(Instructions to follow) Reproduce the records. Keep every word exact and include no images.

* start Dataset content *

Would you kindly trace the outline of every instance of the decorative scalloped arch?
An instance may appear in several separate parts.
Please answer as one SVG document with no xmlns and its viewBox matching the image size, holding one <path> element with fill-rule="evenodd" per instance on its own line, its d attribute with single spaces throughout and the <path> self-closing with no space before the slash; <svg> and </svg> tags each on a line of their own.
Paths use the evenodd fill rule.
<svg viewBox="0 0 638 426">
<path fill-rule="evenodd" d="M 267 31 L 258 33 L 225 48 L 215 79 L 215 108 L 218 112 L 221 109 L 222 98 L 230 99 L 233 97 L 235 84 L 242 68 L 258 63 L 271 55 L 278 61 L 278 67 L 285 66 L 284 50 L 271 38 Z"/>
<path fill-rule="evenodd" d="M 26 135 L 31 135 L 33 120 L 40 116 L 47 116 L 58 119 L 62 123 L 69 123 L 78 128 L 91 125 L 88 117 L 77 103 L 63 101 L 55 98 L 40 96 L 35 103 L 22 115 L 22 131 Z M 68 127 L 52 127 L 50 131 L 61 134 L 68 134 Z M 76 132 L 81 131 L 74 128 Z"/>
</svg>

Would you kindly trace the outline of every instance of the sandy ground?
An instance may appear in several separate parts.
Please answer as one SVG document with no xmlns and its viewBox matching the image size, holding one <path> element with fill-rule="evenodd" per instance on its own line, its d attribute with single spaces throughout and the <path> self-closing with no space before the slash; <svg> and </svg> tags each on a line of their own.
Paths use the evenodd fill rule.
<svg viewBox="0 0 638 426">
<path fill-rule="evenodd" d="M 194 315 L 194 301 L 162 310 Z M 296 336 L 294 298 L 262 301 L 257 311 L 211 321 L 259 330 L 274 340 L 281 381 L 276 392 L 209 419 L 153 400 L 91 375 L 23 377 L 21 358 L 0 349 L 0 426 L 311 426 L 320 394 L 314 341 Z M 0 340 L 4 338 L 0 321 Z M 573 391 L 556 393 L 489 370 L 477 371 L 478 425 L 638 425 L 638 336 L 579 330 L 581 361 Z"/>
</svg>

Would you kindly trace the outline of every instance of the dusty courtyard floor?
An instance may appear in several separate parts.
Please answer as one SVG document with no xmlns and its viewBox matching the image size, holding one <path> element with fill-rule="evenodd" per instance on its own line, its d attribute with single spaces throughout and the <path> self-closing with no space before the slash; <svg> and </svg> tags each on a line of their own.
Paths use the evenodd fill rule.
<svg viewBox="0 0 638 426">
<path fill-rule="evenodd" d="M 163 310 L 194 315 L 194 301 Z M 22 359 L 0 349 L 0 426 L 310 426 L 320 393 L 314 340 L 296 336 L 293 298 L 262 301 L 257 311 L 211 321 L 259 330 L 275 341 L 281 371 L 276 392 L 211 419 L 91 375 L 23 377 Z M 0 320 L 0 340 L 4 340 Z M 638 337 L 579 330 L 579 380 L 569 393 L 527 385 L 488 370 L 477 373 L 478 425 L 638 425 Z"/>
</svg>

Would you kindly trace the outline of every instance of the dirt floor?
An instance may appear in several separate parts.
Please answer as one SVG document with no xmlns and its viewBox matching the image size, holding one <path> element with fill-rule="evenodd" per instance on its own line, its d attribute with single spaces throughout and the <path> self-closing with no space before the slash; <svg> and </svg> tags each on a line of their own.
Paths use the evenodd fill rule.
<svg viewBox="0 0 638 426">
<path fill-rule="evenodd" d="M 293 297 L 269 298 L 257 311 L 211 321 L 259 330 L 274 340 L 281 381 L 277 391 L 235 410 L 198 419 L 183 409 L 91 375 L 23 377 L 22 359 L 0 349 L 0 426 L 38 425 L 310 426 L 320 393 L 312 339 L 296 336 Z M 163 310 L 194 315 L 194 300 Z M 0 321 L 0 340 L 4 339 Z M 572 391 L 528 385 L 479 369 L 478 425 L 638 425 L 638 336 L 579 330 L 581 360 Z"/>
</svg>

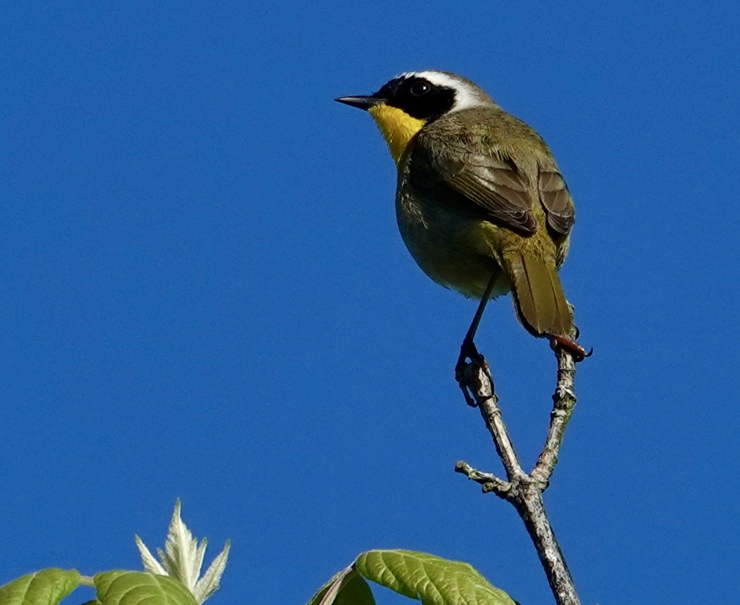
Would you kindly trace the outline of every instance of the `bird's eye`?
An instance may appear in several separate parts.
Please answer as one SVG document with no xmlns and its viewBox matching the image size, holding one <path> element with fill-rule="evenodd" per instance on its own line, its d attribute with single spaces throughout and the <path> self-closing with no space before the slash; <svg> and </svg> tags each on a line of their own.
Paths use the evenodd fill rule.
<svg viewBox="0 0 740 605">
<path fill-rule="evenodd" d="M 414 96 L 421 96 L 422 95 L 426 95 L 431 90 L 431 84 L 428 82 L 414 82 L 411 84 L 411 87 L 409 89 L 409 92 Z"/>
</svg>

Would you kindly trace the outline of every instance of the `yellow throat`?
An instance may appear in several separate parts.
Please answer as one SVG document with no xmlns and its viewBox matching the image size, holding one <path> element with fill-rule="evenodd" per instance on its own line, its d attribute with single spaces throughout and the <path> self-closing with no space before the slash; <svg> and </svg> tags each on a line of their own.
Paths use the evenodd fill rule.
<svg viewBox="0 0 740 605">
<path fill-rule="evenodd" d="M 426 122 L 412 118 L 403 110 L 384 104 L 370 107 L 368 113 L 380 129 L 380 133 L 388 143 L 388 148 L 397 165 L 408 143 Z"/>
</svg>

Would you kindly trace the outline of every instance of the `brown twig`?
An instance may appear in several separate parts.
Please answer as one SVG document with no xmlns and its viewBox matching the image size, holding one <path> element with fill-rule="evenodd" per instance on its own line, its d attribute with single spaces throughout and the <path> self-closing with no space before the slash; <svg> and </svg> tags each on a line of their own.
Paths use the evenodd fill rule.
<svg viewBox="0 0 740 605">
<path fill-rule="evenodd" d="M 471 394 L 480 410 L 503 464 L 507 480 L 477 470 L 462 461 L 455 464 L 455 471 L 480 484 L 484 492 L 493 492 L 514 506 L 534 543 L 556 602 L 558 605 L 580 605 L 575 584 L 542 502 L 542 492 L 550 483 L 565 427 L 576 404 L 575 361 L 571 352 L 560 348 L 556 349 L 556 356 L 557 386 L 553 395 L 550 426 L 542 451 L 528 474 L 522 468 L 509 438 L 488 364 L 479 356 L 458 371 L 461 387 Z"/>
</svg>

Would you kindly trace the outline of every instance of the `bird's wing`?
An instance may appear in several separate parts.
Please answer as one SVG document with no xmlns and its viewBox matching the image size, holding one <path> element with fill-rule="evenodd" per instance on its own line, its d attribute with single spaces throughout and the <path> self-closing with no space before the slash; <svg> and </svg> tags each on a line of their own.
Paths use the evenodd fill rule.
<svg viewBox="0 0 740 605">
<path fill-rule="evenodd" d="M 576 212 L 562 175 L 554 167 L 540 168 L 537 188 L 539 201 L 548 215 L 548 225 L 554 231 L 567 235 L 576 221 Z"/>
<path fill-rule="evenodd" d="M 446 149 L 454 150 L 451 141 Z M 417 144 L 411 158 L 411 178 L 416 189 L 460 212 L 523 235 L 537 229 L 527 177 L 497 148 L 470 153 L 468 147 L 435 156 Z"/>
</svg>

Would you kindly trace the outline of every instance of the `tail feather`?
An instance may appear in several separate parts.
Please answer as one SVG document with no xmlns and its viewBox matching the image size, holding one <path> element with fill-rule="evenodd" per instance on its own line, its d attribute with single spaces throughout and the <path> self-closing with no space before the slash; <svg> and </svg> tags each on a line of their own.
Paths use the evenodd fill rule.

* end Dataset content *

(Task answer)
Would you kindly trace the outline of every instance of the decorative scalloped arch?
An instance may appear in several separate parts.
Please answer as one SVG document with no xmlns and its viewBox matching the image size, holding one <path> element with fill-rule="evenodd" per instance on its own line, its d attribute with single spaces throughout and the <path> self-closing with no space before the slash; <svg> and </svg> tags each on a line of their own.
Paths use the evenodd fill rule.
<svg viewBox="0 0 638 426">
<path fill-rule="evenodd" d="M 267 31 L 258 33 L 225 48 L 215 79 L 215 108 L 218 112 L 221 109 L 222 98 L 230 99 L 233 97 L 235 84 L 242 68 L 258 63 L 271 55 L 278 61 L 278 67 L 285 66 L 284 50 L 271 38 Z"/>
<path fill-rule="evenodd" d="M 26 135 L 31 135 L 33 120 L 40 116 L 47 116 L 58 119 L 62 123 L 69 123 L 78 128 L 91 125 L 88 117 L 77 103 L 63 101 L 55 98 L 40 96 L 35 103 L 22 115 L 22 131 Z M 68 127 L 52 127 L 50 131 L 61 134 L 68 134 Z M 76 132 L 81 131 L 74 128 Z"/>
</svg>

Would you kindly trace the outline of every instance of the sandy ground?
An instance may appear in several separate parts.
Please answer as one SVG document with no xmlns and its viewBox matching the image size, holding one <path> element with fill-rule="evenodd" per instance on its own line, its d attribute with single spaces throughout and the <path> self-closing with no space before the slash; <svg> and </svg> tags each on a line of their own.
Paths use the evenodd fill rule.
<svg viewBox="0 0 638 426">
<path fill-rule="evenodd" d="M 194 315 L 194 301 L 162 310 Z M 296 336 L 294 298 L 262 301 L 257 311 L 211 321 L 259 330 L 274 340 L 281 381 L 276 392 L 209 419 L 153 400 L 91 375 L 23 377 L 21 358 L 0 349 L 0 426 L 311 426 L 320 394 L 314 341 Z M 0 340 L 4 338 L 0 321 Z M 573 391 L 556 393 L 489 370 L 477 371 L 478 425 L 638 425 L 638 336 L 579 330 L 581 361 Z"/>
</svg>

Would you kindly trace the outline of every instance of the dusty courtyard floor?
An instance may appear in several separate parts.
Please answer as one SVG document with no xmlns and its viewBox matching the image size, holding one <path> element with fill-rule="evenodd" per instance on its own line, its d attribute with single spaces throughout and the <path> self-closing with no space before the slash; <svg> and </svg> tags each on a line of their own.
Paths use the evenodd fill rule.
<svg viewBox="0 0 638 426">
<path fill-rule="evenodd" d="M 163 310 L 194 315 L 194 301 Z M 22 359 L 0 349 L 0 426 L 310 426 L 320 393 L 314 340 L 296 336 L 293 298 L 262 301 L 257 311 L 211 321 L 259 330 L 275 341 L 281 371 L 276 392 L 211 419 L 91 375 L 23 377 Z M 0 320 L 0 340 L 4 340 Z M 638 337 L 579 330 L 579 380 L 569 393 L 527 385 L 488 370 L 477 373 L 478 425 L 638 425 Z"/>
</svg>

Would you kindly trace the outline of every instance of the dirt floor?
An instance may appear in several separate parts.
Please answer as one SVG document with no xmlns and its viewBox matching the image size, holding one <path> element with fill-rule="evenodd" per instance on its own line, its d attribute with single spaces throughout and the <path> self-closing with no space before the slash; <svg> and </svg> tags each on a line of their own.
Paths use the evenodd fill rule.
<svg viewBox="0 0 638 426">
<path fill-rule="evenodd" d="M 293 297 L 269 298 L 257 311 L 211 321 L 259 330 L 274 340 L 281 381 L 277 391 L 235 410 L 198 419 L 183 409 L 91 375 L 23 377 L 22 359 L 0 349 L 0 426 L 38 425 L 310 426 L 320 393 L 312 339 L 296 336 Z M 163 310 L 194 315 L 194 300 Z M 0 321 L 0 340 L 4 339 Z M 572 391 L 528 385 L 479 369 L 478 425 L 638 425 L 638 336 L 579 330 L 581 360 Z"/>
</svg>

Would you kindly trace the outline of every instance of the `bird's eye`?
An instance may appear in several separate parts.
Please answer as one SVG document with no xmlns and its viewBox matching the image size, holding one <path> element with fill-rule="evenodd" per instance on its own line, its d attribute with single spaces throughout and the <path> self-closing with no space before the slash; <svg> and </svg> tags each on a line of their own.
Paths use the evenodd fill rule.
<svg viewBox="0 0 740 605">
<path fill-rule="evenodd" d="M 414 96 L 421 96 L 422 95 L 426 95 L 431 90 L 431 84 L 428 82 L 414 82 L 411 84 L 411 87 L 409 89 L 409 92 Z"/>
</svg>

Would you kindly trace the outline of every instance of the `yellow throat`?
An instance may appear in several separate parts.
Please answer as one SVG document with no xmlns and its viewBox matching the image size, holding one <path> element with fill-rule="evenodd" per instance on its own line, its d attribute with single spaces throughout and the <path> self-closing with no space before the slash; <svg> and </svg> tags each on a line of their own.
Paths use the evenodd fill rule.
<svg viewBox="0 0 740 605">
<path fill-rule="evenodd" d="M 426 122 L 412 118 L 403 110 L 384 104 L 370 107 L 368 113 L 380 129 L 380 133 L 388 143 L 388 148 L 397 165 L 408 143 Z"/>
</svg>

Would you kindly trace the outline of every instance of the `brown twig`?
An instance may appear in several separate parts.
Please answer as one SVG document with no xmlns and its viewBox matching the image size, holding one <path> element with fill-rule="evenodd" per instance on its own line, its d attribute with single spaces throughout and the <path> self-closing with no space before the slash; <svg> and </svg> tags each on a line of their own.
Paths use the evenodd fill rule.
<svg viewBox="0 0 740 605">
<path fill-rule="evenodd" d="M 471 394 L 480 410 L 503 464 L 507 480 L 477 470 L 462 461 L 455 464 L 455 471 L 480 484 L 484 492 L 493 492 L 514 506 L 534 543 L 556 602 L 558 605 L 580 605 L 575 584 L 542 502 L 542 492 L 550 483 L 565 427 L 576 404 L 575 361 L 571 352 L 560 348 L 556 349 L 556 356 L 557 386 L 553 395 L 550 426 L 542 451 L 528 474 L 522 468 L 509 438 L 488 364 L 479 356 L 458 371 L 461 387 Z"/>
</svg>

Would you kindly trace the outline of every instance of the `bird's wing`?
An instance may appear in several separate parts.
Please answer as one SVG document with no xmlns and its viewBox matching the image size, holding one <path> element with fill-rule="evenodd" per instance on its own line, its d attribute with single spaces throughout and the <path> self-closing with no space before the slash; <svg> and </svg> tags each on a line of their own.
Paths use the evenodd fill rule.
<svg viewBox="0 0 740 605">
<path fill-rule="evenodd" d="M 576 212 L 562 175 L 554 167 L 540 168 L 537 188 L 539 201 L 548 215 L 548 225 L 554 231 L 567 235 L 576 221 Z"/>
<path fill-rule="evenodd" d="M 446 149 L 454 150 L 451 141 Z M 417 144 L 411 158 L 411 178 L 416 189 L 460 212 L 523 235 L 537 229 L 527 177 L 497 148 L 470 153 L 468 147 L 435 156 Z"/>
</svg>

Would you kindly trace the outline of every instance of the `tail feather`?
An instance may appear in several separate parts.
Please answer as one SVG document with no xmlns and its viewBox matching the image size, holding one <path> element with fill-rule="evenodd" per instance on its own line, its d attribute with single spaces throughout and the <path> self-closing with no space before the slash; <svg> and </svg> tags each on a line of their own.
Paths use the evenodd fill rule.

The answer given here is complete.